(To do):
Each record should be written out exactly as it stands.

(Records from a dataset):
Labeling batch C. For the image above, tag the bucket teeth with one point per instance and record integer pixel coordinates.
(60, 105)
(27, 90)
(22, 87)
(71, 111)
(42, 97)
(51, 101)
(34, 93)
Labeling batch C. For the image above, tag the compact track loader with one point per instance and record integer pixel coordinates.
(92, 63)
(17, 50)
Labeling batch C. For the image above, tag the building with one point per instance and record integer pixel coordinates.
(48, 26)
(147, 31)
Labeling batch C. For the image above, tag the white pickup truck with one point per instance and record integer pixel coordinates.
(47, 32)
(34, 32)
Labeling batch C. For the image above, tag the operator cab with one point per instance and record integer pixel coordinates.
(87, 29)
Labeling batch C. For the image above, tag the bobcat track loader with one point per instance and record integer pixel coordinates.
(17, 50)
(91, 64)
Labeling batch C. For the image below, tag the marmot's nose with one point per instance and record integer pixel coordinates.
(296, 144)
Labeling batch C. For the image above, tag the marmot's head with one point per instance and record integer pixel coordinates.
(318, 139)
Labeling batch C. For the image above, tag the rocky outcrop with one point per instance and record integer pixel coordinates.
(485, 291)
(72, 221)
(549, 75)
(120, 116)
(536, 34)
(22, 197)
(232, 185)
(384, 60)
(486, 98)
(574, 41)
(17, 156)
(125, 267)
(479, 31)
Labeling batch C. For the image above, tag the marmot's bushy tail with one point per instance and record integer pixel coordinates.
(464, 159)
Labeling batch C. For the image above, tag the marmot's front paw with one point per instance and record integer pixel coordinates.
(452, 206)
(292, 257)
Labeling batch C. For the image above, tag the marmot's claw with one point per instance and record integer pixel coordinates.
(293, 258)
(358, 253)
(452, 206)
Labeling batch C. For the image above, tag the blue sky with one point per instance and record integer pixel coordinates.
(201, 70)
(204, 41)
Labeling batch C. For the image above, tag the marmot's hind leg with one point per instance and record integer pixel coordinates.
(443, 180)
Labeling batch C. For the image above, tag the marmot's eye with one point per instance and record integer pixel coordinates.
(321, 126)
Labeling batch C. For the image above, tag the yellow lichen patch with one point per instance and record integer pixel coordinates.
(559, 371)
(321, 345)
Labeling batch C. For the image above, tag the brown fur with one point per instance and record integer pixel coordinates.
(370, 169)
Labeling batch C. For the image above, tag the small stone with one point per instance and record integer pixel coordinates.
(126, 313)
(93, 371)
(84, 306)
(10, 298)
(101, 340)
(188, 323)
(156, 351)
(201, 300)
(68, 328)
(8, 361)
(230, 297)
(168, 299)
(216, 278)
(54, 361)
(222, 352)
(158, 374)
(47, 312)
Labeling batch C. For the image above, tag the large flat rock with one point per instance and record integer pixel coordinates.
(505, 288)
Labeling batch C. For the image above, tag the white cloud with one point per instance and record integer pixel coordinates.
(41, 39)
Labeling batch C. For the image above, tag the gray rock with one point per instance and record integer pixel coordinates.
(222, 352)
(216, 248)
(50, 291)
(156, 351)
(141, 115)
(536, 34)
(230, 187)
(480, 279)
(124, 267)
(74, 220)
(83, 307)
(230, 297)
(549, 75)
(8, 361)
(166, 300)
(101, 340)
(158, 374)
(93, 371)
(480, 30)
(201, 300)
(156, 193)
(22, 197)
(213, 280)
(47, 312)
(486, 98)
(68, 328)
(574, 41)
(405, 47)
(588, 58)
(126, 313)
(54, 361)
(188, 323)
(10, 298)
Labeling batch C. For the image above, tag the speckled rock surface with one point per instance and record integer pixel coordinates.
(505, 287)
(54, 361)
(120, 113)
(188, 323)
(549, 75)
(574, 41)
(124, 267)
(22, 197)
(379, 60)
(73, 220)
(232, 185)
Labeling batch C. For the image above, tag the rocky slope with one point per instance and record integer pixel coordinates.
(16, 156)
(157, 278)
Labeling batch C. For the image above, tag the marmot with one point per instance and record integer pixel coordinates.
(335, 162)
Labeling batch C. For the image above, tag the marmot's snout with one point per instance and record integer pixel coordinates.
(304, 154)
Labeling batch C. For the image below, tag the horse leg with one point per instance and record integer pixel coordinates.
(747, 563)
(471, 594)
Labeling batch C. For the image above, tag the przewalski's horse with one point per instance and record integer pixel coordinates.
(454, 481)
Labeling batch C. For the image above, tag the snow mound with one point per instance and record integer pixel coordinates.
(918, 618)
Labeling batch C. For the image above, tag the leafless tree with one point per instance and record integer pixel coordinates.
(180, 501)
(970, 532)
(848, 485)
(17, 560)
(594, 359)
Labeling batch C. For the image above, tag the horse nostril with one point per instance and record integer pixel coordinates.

(Answer to the problem):
Labeling batch C. For the image above, tag the bucket teeth with one point per instance and record integer pixel coordinates.
(60, 105)
(27, 90)
(22, 87)
(71, 111)
(42, 97)
(51, 101)
(34, 93)
Labeling batch C. For the image above, tag the compact track loader with one point per instance and record integer pixel coordinates.
(92, 63)
(17, 50)
Labeling batch C. For the image above, tag the building with one point per instance and record integer pixel coordinates.
(48, 26)
(147, 31)
Labeling batch C. For the image above, tag the white pickup truck with one point per instance and record integer pixel coordinates.
(47, 32)
(34, 32)
Labeling batch C. For the image above, tag the operator cab with one point per instance and record integer pixel coordinates.
(87, 29)
Labeling batch C. For the image above, tag the bobcat track loader with one point per instance and record integer pixel coordinates.
(17, 50)
(91, 64)
Labeling batch C. For the image below, tag the marmot's nose with one point per instance and record integer pixel coordinates.
(296, 144)
Labeling batch C. For the image above, tag the marmot's head with one point per instance and record integer pixel coordinates.
(318, 139)
Labeling batch C. For the image above, tag the rocky outcrop with one point per instance and record integer pixel coordinates.
(485, 291)
(72, 221)
(549, 75)
(120, 116)
(536, 34)
(22, 197)
(232, 185)
(384, 60)
(486, 98)
(574, 41)
(17, 156)
(125, 267)
(479, 31)
Labeling batch C. For the image above, tag the marmot's bushy tail with one point per instance and record integer pixel coordinates.
(464, 159)
Labeling batch C. For the image above, tag the marmot's front paw with one point per instance and record integer pixel coordinates.
(452, 206)
(292, 257)
Labeling batch C. For the image above, tag the marmot's claw with one point per instance and record integer pixel coordinates.
(293, 258)
(358, 253)
(452, 206)
Labeling batch C. For the image above, tag the blue sky with one point per instance and record integer pixel coordinates.
(201, 70)
(204, 41)
Labeling batch C. For the image above, tag the marmot's hind leg with one point per instance and record integer pixel coordinates.
(443, 180)
Labeling batch C. For the image above, tag the marmot's eye with one point per instance and record integer pixel coordinates.
(321, 126)
Labeling batch C. For the image above, tag the yellow lichen patch with one point per instance and record integer pixel coordinates.
(559, 371)
(321, 345)
Labeling batch C. For the image above, tag the brown fur with one point per instance and record integer pixel coordinates.
(370, 169)
Labeling batch C. For the image above, tag the small stone with one point per instance and record integer pixel coordinates.
(126, 313)
(93, 371)
(84, 306)
(10, 298)
(101, 340)
(188, 323)
(156, 351)
(201, 300)
(68, 328)
(8, 361)
(230, 297)
(168, 299)
(216, 278)
(54, 361)
(222, 352)
(158, 374)
(47, 312)
Labeling batch C. For the image above, tag the large flat rock with one point per instance and record integer pixel coordinates.
(505, 288)
Labeling batch C. For the image above, tag the white cloud with one point per instance and record integer pixel coordinates.
(41, 39)
Labeling batch C. For the image above, tag the gray rock with one point per instance and record integer pixel coordinates.
(222, 352)
(216, 248)
(50, 291)
(156, 351)
(141, 115)
(536, 34)
(230, 187)
(480, 279)
(124, 267)
(74, 220)
(83, 307)
(230, 297)
(549, 75)
(8, 361)
(166, 300)
(101, 340)
(158, 374)
(93, 371)
(480, 30)
(201, 300)
(156, 193)
(22, 197)
(213, 280)
(47, 312)
(486, 98)
(68, 328)
(574, 41)
(405, 47)
(588, 58)
(126, 313)
(54, 361)
(188, 323)
(10, 298)
Labeling batch C. For the image above, tag the speckled rock surface with one point per instance and record integer pixel coordinates.
(505, 287)
(54, 361)
(120, 113)
(188, 323)
(549, 75)
(574, 41)
(124, 267)
(22, 197)
(379, 60)
(73, 220)
(232, 185)
Labeling batch C. For the image above, tag the rocky slope with one point per instance and record integer pixel coordinates.
(16, 156)
(157, 278)
Labeling batch C. For the image above, tag the marmot with one point per instance and record integer pixel coordinates.
(335, 162)
Labeling batch C. For the image above, tag the marmot's snout with one point per instance and record integer pixel coordinates.
(304, 154)
Labeling batch C. For the image below, tag the horse leg with one point per instance and record integer pixel coordinates.
(747, 563)
(471, 594)
Labeling batch C. For the image above, tag the przewalski's horse with one point per instance and record integer pixel coordinates.
(454, 481)
Labeling batch C. For the image above, tag the snow mound with one point per instance and record integer pixel coordinates.
(918, 618)
Labeling batch C. For the image above, tag the leafless tree with one point per instance and record integer pixel coordinates.
(180, 501)
(970, 532)
(848, 485)
(17, 560)
(594, 359)
Labeling batch C. For the image above, tag the horse nostril with one point per instance and record integer pixel coordinates.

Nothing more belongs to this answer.